- _Instructions to follow_
Copy out the complete listing, word for word.

- _Data records_

+---+

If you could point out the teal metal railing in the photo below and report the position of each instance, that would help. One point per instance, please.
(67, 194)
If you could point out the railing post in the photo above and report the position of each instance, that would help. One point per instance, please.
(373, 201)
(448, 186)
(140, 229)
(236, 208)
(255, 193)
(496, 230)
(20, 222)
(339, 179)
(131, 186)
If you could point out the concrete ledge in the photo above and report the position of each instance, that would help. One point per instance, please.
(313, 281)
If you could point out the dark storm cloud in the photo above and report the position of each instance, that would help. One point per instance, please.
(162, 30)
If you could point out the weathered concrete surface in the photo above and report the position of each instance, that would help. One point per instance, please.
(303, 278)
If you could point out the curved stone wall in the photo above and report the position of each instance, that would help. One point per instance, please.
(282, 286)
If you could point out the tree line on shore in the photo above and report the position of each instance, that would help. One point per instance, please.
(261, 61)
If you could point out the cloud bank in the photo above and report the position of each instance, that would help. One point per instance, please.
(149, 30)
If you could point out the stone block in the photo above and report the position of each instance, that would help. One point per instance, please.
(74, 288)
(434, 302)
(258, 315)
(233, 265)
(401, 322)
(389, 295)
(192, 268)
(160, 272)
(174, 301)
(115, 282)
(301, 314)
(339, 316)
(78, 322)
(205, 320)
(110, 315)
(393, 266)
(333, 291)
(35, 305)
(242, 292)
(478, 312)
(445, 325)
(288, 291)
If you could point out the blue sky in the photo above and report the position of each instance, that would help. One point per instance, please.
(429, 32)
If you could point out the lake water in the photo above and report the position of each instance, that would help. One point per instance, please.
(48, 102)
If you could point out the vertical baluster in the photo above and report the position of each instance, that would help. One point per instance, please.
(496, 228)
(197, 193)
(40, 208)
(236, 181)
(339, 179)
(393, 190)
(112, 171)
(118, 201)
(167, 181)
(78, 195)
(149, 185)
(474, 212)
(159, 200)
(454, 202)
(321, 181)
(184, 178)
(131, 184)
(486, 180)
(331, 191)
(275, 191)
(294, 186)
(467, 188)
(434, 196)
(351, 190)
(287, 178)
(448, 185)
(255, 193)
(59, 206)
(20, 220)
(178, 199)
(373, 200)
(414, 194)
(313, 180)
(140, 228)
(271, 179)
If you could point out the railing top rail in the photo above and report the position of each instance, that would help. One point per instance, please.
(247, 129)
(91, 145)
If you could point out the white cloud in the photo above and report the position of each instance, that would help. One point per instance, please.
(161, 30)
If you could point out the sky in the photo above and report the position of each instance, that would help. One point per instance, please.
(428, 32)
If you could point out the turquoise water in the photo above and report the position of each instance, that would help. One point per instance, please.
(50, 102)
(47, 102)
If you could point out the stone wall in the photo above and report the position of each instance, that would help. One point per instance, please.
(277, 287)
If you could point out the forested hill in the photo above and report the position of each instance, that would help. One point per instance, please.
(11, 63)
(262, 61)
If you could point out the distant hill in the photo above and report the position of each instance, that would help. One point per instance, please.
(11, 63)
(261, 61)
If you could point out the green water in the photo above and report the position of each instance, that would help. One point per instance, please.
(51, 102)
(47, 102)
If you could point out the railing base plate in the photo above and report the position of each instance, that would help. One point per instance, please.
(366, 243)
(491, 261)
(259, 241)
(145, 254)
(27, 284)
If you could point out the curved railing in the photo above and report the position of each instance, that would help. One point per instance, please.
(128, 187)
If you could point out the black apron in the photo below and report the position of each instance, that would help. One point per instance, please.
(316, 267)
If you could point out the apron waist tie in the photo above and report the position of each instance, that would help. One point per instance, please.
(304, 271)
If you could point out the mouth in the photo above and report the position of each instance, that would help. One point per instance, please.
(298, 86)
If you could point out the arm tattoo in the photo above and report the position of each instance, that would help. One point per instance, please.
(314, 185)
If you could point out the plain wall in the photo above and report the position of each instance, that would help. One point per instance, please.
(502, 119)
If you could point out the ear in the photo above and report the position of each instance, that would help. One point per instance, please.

+---+

- _Task output_
If you could point out the teal metal railing in the photo below and report the position of each instance, that would help. One point per instance, please.
(67, 194)
If you could point out the railing post in the photo above and report the position of each instance, that would help. One point per instance, please.
(373, 201)
(448, 186)
(140, 229)
(236, 208)
(255, 193)
(496, 230)
(20, 222)
(339, 179)
(131, 186)
If you could point out the concrete ledge in the photo above and report the position of each instance, that would help. One point per instance, please.
(313, 281)
If you could point out the dark storm cloud in the photo above and report the position of each instance, that would help. One point per instance, please.
(162, 30)
If you could point out the weathered concrete surface in the photo above and report the position of each instance, that would help. One point per instance, please.
(303, 278)
If you could point out the curved stone wall in the photo above and report the position of each instance, that would help. One point per instance, please.
(282, 286)
If you could point out the tree line on shore in the photo above and report the position of each instance, that would help. One point per instance, please.
(261, 61)
If you could point out the cloud bank in the photo above and report the position of each instance, that would help. One point per instance, please.
(149, 30)
If you could point out the stone block in the photo above and report the position of each instance, that would help. One point per instance, please.
(74, 288)
(434, 302)
(258, 315)
(233, 265)
(401, 322)
(389, 295)
(192, 268)
(160, 272)
(174, 301)
(115, 282)
(301, 314)
(339, 316)
(78, 322)
(205, 320)
(110, 315)
(393, 266)
(333, 291)
(35, 305)
(242, 292)
(478, 312)
(445, 325)
(288, 291)
If you could point out the blue sky in the photo above and report the position of each instance, that would help. One point per instance, please.
(429, 32)
If you could point out the lake water in the photo above and report the position of each instance, that would help. One point per instance, please.
(48, 102)
If you could point out the vertical baluster in the photo above and report the position of each instance, that would help. One point per instance, please.
(496, 228)
(197, 193)
(40, 208)
(236, 181)
(339, 179)
(393, 190)
(112, 171)
(118, 201)
(167, 181)
(78, 195)
(149, 185)
(474, 212)
(159, 200)
(454, 202)
(321, 181)
(184, 178)
(131, 184)
(486, 180)
(331, 191)
(275, 191)
(294, 186)
(467, 188)
(434, 196)
(351, 190)
(287, 178)
(448, 185)
(255, 193)
(59, 206)
(20, 220)
(178, 199)
(373, 200)
(414, 194)
(313, 180)
(140, 228)
(271, 179)
If you could point out the railing top rail in the photo above and report the position of each instance, that would help. One point per instance, please.
(247, 129)
(91, 145)
If you could point out the white cloud in the photo above and report the position of each instance, that would help. One point per instance, please.
(161, 30)
If you could point out the sky in the photo above and report the position of each instance, that would help. One point per instance, please.
(428, 32)
If you could point out the turquoise water in the photo above and report the position of each instance, that would help. One point per instance, please.
(50, 102)
(47, 102)
If you could point out the stone wall in the photo above and report the position of each instance, that would help. One point per instance, please.
(277, 287)
If you could point out the forested hill in the photo above and report the position of each instance, that would help. One point per instance, please.
(11, 63)
(262, 61)
If you could point out the distant hill in the photo above and report the position of each instance, that would help. One point per instance, please.
(11, 63)
(261, 61)
If you could point out the green water in the photo above and report the position of each instance, that would help. One point per instance, please.
(51, 102)
(47, 102)
If you could point out the railing base plate in the photo above and report the position of each instance, that would help. One point per instance, please.
(366, 243)
(491, 261)
(259, 241)
(145, 254)
(27, 284)
If you could point out the curved railing in the photo above and report the position of each instance, that would help. One point per instance, please.
(128, 187)
If you could point out the black apron in the photo below and report the position of each instance, that would help. One point per instance, please.
(316, 267)
If you could point out the apron waist tie in the photo above and report the position of each instance, that would help. One point per instance, please.
(304, 271)
If you could point out the mouth in the photo above and report the position of each instance, that would help. One point per instance, please.
(298, 86)
If you could point out the arm tattoo in the photo above and report the position of each instance, that would help. One point per instance, please.
(314, 185)
If you could point out the plain wall in the photo above and report the position of each instance, that would help. One point per instance, please.
(502, 119)
If you could point out the ear in the photo above and report the position of each instance, that would help. One point per instance, please.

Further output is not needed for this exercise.